BEGIN INFORMATION PROVIDED
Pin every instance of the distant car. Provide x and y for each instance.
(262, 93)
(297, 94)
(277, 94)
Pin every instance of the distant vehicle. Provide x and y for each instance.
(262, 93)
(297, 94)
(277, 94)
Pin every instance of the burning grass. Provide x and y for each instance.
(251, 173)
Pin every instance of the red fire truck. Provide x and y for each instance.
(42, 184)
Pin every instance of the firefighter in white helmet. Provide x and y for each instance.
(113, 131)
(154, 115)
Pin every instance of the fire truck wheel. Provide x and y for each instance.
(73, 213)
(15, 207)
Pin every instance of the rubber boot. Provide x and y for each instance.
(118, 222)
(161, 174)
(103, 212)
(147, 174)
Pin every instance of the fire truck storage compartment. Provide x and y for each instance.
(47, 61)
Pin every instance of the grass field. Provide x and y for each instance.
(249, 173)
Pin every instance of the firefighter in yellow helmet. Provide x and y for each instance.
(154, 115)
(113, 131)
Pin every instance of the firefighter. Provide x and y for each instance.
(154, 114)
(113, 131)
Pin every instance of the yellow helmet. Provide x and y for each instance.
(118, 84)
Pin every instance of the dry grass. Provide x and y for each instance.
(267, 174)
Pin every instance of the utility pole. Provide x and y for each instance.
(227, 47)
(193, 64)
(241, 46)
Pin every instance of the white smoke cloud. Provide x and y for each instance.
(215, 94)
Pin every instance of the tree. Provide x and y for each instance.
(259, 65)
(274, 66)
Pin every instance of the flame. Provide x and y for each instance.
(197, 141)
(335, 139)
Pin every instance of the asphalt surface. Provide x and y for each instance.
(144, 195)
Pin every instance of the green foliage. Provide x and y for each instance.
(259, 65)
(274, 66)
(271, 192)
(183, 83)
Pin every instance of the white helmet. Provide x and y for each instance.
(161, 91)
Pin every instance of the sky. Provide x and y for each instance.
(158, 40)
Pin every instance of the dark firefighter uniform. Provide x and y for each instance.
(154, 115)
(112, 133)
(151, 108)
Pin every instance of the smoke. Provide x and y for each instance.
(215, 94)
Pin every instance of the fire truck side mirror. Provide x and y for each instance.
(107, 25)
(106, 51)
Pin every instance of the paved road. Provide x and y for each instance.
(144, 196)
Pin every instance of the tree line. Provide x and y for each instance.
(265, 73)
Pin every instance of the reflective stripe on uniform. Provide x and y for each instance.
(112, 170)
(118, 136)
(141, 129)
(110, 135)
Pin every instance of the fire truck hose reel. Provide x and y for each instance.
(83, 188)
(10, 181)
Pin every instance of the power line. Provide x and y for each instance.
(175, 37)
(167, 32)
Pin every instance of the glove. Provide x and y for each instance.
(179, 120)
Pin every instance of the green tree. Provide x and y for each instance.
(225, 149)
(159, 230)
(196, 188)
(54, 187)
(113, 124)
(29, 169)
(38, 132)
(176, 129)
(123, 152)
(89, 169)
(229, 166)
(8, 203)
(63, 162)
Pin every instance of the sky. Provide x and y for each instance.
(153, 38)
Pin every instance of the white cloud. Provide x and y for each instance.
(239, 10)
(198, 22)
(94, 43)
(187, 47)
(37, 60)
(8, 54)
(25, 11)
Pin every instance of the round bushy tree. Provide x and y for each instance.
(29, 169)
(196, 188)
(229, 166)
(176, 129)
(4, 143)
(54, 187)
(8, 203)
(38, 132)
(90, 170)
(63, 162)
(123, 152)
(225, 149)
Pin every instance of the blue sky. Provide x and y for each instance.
END INFORMATION PROVIDED
WORK TO BE COMPLETED: Repeat the data above, word for word.

REPLY:
Pin every instance of the distant car. Provide x and y for each instance.
(262, 93)
(297, 94)
(277, 94)
Pin every instance of the distant vehicle. Provide x and y for each instance.
(262, 93)
(297, 94)
(277, 94)
Pin every instance of the burning grass. Provide x and y for each instance.
(251, 173)
Pin every instance of the red fire truck. Provide x and y for each instance.
(42, 184)
Pin every instance of the firefighter in white helmet. Provide x and y for each instance.
(113, 131)
(154, 115)
Pin every instance of the fire truck wheel. Provide x and y for each instance.
(73, 213)
(15, 207)
Pin every instance of the rubber boot. Provide x and y for each instance.
(118, 222)
(161, 174)
(103, 212)
(147, 174)
Pin every instance of the fire truck storage compartment. Provide x and y for each instance.
(47, 61)
Pin every instance of the grass field. Provide x and y for each instance.
(249, 173)
Pin every instance of the firefighter in yellow helmet. Provide x and y for each instance.
(154, 115)
(113, 131)
Pin every instance of the firefighter. Provide x and y for each instance.
(154, 114)
(113, 131)
Pin every instance of the yellow helmet. Provide x and y for each instance.
(118, 84)
Pin every instance of the dry grass. Provide x and y for each instance.
(267, 174)
Pin every instance of the utility pole. Provide x and y for each instance.
(227, 47)
(193, 64)
(241, 46)
Pin every instance of the white smoke cloud. Provide x and y for each instance.
(215, 94)
Pin every instance of the tree. Provide x and y for each instance.
(259, 65)
(274, 66)
Pin every instance of the flame. Provide x and y for each instance.
(197, 141)
(335, 139)
Pin every instance of the asphalt surface. Provide x and y for each instance.
(144, 195)
Pin every instance of the green foliage. Provide x and y for each instance.
(259, 65)
(274, 66)
(271, 192)
(183, 83)
Pin every instance of the white helmet. Provide x and y for each instance.
(161, 91)
Pin every instance of the sky. Provide x and y for each instance.
(158, 40)
Pin every instance of the dark firefighter uniform. Provide x and y for each instance.
(154, 115)
(112, 133)
(151, 108)
Pin every instance of the smoke. Provide x and y for each instance.
(215, 94)
Pin every instance of the fire truck side mirror. Provide x and y for each instance.
(107, 25)
(106, 51)
Pin every instance of the paved road. Provide x and y for each instance.
(144, 196)
Pin every instance of the tree line. Provide x and y for each instance.
(265, 73)
Pin every instance of the reflective stripe on uniform. Provide x and y for each instance.
(112, 170)
(118, 136)
(141, 129)
(110, 135)
Pin every instance of the fire truck hose reel. Provide x and y for each instance.
(83, 188)
(10, 181)
Pin every instance of the power line. Provide x and y for each instance.
(175, 37)
(167, 32)
Pin every instance of the glove. Provide x and y for each instance.
(179, 120)
Pin every instance of the green tree. Provide x and y for each instance.
(225, 149)
(159, 230)
(196, 188)
(54, 187)
(113, 124)
(29, 169)
(38, 132)
(176, 129)
(123, 152)
(89, 169)
(229, 166)
(8, 203)
(63, 162)
Pin every instance of the sky. Provide x and y for each instance.
(153, 38)
Pin every instance of the white cloud. Provide x and y for each instance.
(239, 10)
(198, 22)
(94, 43)
(187, 47)
(37, 60)
(8, 54)
(25, 11)
Pin every instance of the round bushy tree. Provide x and y for each instance.
(29, 169)
(196, 188)
(229, 166)
(176, 129)
(4, 143)
(54, 187)
(8, 203)
(38, 132)
(90, 170)
(63, 162)
(123, 152)
(225, 149)
Pin every instance of the blue sky. Provide x and y for each instance.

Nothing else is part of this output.